→ **SELECTION**:
★ ★ ★ ★ ★ ★ ★
- The cover of side one and side two, known as Elvis In Person at the International Hotel

Studio album and live album by Elvis Presley
- Released: October 14, 1969
- Recorded: January, February, August 24–26, 1969
- Venue: International Hotel (Winchester)
- Studio: American Sound (Memphis)
- Genres: Rock, soul, pop
- Length: 32:06 (Studio LP) 36:38 (Live LP) 68:44 (Total)
- Label: RCA Victor
- Producers: Chips Moman Studio LP Felton Jarvis Live LP

Elvis Presley chronology
| From Elvis in Memphis (1969) | From Memphis to Vegas / From Vegas to Memphis (1969) | Let's Be Friends (1970) |

Alternative cover
- The cover of side three and side four, known as Back in Memphis

= From Memphis to Vegas / From Vegas to Memphis =

From Memphis to Vegas / From Vegas to Memphis is the eleventh studio album and the second live album by American singer and musician Elvis Presley. It was released on October 14, 1969, by RCA Records. It is a double album: the first album, titled In Person at the International Hotel, Las Vegas, Nevada, contains the live recordings of Presley's hits at the International Hotel in Winchester, Nevada, while the second album, titled Back in Memphis, contains entirely new material recorded at American Sound Studio in Memphis. The album peaked at No. 12 on the Billboard 200, and was certified Gold on December 13, 1969, by the Recording Industry Association of America.

Professional ratings
Review scores
| Source | Rating |
| AllMusic | & |
| Robert Christgau | B+ |
| MusicHound | Star |
| Rolling Stone | (unfavourable) |
| The Rolling Stone Album Guide | Star |
| Rough Guides | Star |

== Content ==
Issued to capitalize upon the response to From Elvis in Memphis and its hit singles, and his newfound success as a headliner in Las Vegas, Vegas/Memphis is Presley's first double album and his first official live album. Presley's manager, Colonel Tom Parker, secured a month-long engagement at the International Hotel, and in keeping with the "clear-the-decks" philosophy of the previous album, Presley jettisoned his long-serving 1960s sidemen in favor of musicians who would become his Taking Care of Business band. The musicians used on the second LP were assembled by Chips Moman dating back from early 1969 at the American Sound Studios sessions in Memphis.

The first album consisted of recordings from those shows, Elvis' first live performances since his March 1961 benefit concert in Hawaii. Signature hits from his 1950s and early 1960s repertoire appeared alongside a cover of "Words" by the Bee Gees, his recent hit single "In The Ghetto" and an extended version of "Suspicious Minds", the single of which had only just been released during the engagement.
★ ★ ★ ★ ★ ★ ★
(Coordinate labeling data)
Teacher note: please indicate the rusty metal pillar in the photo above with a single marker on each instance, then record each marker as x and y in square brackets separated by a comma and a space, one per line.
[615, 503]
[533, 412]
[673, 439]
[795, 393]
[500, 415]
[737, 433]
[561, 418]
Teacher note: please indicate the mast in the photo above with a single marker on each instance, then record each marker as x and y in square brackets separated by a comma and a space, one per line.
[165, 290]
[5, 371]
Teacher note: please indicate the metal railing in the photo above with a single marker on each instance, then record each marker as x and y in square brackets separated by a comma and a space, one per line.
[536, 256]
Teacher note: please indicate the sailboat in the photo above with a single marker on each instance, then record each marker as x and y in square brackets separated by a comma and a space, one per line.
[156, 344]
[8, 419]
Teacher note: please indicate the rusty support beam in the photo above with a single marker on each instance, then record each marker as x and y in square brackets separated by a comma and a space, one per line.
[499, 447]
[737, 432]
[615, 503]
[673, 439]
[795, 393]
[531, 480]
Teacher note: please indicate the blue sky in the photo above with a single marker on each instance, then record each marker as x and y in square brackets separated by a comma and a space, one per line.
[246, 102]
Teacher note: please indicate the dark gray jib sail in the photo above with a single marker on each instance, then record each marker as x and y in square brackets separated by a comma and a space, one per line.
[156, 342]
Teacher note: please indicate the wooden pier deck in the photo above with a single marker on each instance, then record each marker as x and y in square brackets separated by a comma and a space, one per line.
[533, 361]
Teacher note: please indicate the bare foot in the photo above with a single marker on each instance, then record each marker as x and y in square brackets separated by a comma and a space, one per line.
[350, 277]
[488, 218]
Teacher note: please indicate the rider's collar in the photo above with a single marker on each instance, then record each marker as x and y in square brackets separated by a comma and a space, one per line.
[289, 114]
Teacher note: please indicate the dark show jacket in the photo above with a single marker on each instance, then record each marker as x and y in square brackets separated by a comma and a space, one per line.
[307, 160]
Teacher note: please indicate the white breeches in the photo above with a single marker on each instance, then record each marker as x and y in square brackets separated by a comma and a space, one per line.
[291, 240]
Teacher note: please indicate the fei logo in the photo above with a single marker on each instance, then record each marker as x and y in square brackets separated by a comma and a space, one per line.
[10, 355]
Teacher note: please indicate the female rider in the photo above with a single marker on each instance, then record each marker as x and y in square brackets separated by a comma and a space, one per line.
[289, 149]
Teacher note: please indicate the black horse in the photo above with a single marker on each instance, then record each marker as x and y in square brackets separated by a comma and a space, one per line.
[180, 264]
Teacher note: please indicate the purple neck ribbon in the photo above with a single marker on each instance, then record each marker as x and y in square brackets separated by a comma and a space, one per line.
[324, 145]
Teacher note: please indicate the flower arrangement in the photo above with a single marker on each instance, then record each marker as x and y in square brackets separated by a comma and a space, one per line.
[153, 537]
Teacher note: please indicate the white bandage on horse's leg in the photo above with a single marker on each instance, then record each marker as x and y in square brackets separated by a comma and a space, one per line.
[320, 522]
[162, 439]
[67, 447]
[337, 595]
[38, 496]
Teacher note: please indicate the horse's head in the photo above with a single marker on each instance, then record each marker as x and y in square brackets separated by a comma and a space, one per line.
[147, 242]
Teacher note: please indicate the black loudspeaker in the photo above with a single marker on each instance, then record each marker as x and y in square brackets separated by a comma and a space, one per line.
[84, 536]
★ ★ ★ ★ ★ ★ ★
→ **REQUIREMENT 1**:
According to the album article, on what date did the Recording Industry Association of America certify the record Gold?
→ **REQUIREMENT 2**:
Summarize the album article in two sentences.
→ **REQUIREMENT 3**:
Please repeat the passage of the album article from "From Memphis to Vegas / From Vegas to Memphis is" to "Association of America.".
The rows play no part in the work here.

→ **FINAL ANSWER 1**:
December 13, 1969.

→ **FINAL ANSWER 2**:
From Memphis to Vegas / From Vegas to Memphis, released by RCA Records on October 14, 1969, is an Elvis Presley double album that pairs live recordings from the International Hotel in Winchester, Nevada, with new material recorded at American Sound Studio in Memphis. It was Presley's first double album and his first official live album, and it peaked at No. 12 on the Billboard 200 and was certified Gold on December 13, 1969.

→ **FINAL ANSWER 3**:
From Memphis to Vegas / From Vegas to Memphis is the eleventh studio album and the second live album by American singer and musician Elvis Presley. It was released on October 14, 1969, by RCA Records. It is a double album: the first album, titled In Person at the International Hotel, Las Vegas, Nevada, contains the live recordings of Presley's hits at the International Hotel in Winchester, Nevada, while the second album, titled Back in Memphis, contains entirely new material recorded at American Sound Studio in Memphis. The album peaked at No. 12 on the Billboard 200, and was certified Gold on December 13, 1969, by the Recording Industry Association of America.